_Document segment:_
────────────────
At late times, the second term in (27) can be neglected away from the inlet at \(x=0\). The size of the dispersive region around the advective front then grows as \(\sqrt{\alpha _{0}Ut}\).

4.2 \(0<\beta <1\)

4.2.1 Early-time behaviour

When \(\beta <1\), the ratio of the advective and dispersive scalings, (22), suggests that dispersion will dominate at early times. The balance between the time derivative and the dispersive term in (18) then points towards changing variable from z to

$$\begin{aligned} \nu = \left( 2-\beta \right) ^{-2} z^{2-\beta } T^{-1} \,, \end{aligned}$$
(29)

where the prefactor here is chosen for convenience later in the analysis. With this substitution, we can rewrite (18) as

$$\begin{aligned} T \frac{\partial C}{\partial T} - \nu \frac{\partial C}{\partial \nu } = \nu ^{\frac{(1-\beta )}{(2-\beta )}} \frac{\partial }{\partial \nu } \left( \nu ^{\frac{1}{(2-\beta )}} \frac{\partial C}{\partial \nu } \right) \,, \end{aligned}$$
(30)

where we have neglected the term corresponding to \(\partial C/\partial z\) on the left-hand side of (18). This can be rewritten as

$$\begin{aligned} T \frac{\partial C}{\partial T} = \nu ^{1 - \frac{1}{(2-\beta )}} e^{-\nu } \frac{\partial }{\partial \nu } \left( \nu ^{+\frac{1}{(2-\beta )}} e^{+\nu } \frac{\partial C}{\partial \nu } \right) \,, \end{aligned}$$
(31)
────────────────
_Objective:_
Can you quote the dispersion passage from "At late times, the" up to and including "4.2 \(0<\beta <1\)"?

Excerpts from a pointing dataset:
────────────────
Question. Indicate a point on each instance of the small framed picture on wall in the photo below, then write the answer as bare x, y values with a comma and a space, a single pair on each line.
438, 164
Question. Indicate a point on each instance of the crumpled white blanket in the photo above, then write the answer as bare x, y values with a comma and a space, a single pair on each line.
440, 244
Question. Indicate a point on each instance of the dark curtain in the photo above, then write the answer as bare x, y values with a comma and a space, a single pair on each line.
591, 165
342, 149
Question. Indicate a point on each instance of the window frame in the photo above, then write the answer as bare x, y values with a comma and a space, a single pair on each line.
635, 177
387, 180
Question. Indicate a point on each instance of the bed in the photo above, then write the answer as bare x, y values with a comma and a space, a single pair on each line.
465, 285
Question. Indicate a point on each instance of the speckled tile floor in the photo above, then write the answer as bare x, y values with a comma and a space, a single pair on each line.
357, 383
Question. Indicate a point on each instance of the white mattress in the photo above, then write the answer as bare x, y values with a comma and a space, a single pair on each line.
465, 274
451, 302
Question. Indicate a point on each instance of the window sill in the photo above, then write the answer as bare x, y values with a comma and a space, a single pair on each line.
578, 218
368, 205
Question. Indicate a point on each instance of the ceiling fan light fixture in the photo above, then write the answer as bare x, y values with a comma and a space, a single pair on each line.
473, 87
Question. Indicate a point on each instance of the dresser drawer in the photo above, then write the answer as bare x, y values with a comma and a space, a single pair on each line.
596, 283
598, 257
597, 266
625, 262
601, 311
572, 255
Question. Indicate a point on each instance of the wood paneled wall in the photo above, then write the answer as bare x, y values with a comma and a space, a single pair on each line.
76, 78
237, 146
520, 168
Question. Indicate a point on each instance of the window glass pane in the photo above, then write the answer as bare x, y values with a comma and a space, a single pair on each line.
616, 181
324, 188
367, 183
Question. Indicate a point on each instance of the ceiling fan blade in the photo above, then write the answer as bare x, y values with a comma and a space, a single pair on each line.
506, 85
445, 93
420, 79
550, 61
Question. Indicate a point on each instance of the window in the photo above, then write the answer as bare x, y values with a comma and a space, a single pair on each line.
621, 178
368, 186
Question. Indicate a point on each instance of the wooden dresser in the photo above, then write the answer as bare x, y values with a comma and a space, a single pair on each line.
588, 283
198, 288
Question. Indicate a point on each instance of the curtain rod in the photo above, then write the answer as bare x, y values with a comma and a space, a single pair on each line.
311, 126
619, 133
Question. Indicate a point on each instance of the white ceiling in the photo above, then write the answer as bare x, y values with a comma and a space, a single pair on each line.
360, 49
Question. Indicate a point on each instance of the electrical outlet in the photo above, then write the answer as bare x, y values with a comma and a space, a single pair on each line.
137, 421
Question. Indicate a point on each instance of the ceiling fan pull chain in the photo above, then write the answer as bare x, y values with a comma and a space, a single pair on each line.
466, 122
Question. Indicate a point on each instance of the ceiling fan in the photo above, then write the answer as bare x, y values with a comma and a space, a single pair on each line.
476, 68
────────────────
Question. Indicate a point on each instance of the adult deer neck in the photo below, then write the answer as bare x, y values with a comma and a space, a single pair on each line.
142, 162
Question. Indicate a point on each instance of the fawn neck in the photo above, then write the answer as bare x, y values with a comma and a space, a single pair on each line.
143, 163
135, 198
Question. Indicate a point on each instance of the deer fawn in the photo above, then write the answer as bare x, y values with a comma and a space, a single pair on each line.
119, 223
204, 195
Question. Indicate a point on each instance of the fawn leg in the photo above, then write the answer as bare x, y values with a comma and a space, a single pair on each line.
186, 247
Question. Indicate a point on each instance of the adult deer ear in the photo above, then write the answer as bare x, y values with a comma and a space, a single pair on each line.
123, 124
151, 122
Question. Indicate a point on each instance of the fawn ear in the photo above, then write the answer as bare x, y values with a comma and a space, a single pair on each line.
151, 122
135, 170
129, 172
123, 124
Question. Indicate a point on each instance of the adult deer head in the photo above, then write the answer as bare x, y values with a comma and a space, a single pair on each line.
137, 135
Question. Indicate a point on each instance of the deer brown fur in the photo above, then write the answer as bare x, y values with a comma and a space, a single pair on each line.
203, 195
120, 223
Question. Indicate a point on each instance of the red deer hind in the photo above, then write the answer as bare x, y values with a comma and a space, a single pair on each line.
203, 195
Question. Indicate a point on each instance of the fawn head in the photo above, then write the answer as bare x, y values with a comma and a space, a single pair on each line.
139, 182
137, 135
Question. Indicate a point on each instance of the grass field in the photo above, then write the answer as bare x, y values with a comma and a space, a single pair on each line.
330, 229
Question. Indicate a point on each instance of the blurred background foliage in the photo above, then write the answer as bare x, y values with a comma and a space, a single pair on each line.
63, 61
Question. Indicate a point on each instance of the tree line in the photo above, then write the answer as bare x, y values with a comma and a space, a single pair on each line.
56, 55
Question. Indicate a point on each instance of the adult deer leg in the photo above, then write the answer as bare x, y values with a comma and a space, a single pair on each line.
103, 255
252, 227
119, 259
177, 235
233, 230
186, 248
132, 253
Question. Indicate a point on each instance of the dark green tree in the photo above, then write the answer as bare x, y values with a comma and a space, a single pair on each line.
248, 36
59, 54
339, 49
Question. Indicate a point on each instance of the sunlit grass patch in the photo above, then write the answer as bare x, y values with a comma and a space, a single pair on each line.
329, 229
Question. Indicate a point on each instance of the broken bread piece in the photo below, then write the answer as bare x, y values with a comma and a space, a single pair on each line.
────────────────
_The solution:_
At late times, the second term in (27) can be neglected away from the inlet at \(x=0\). The size of the dispersive region around the advective front then grows as \(\sqrt{\alpha _{0}Ut}\).

4.2 \(0<\beta <1\)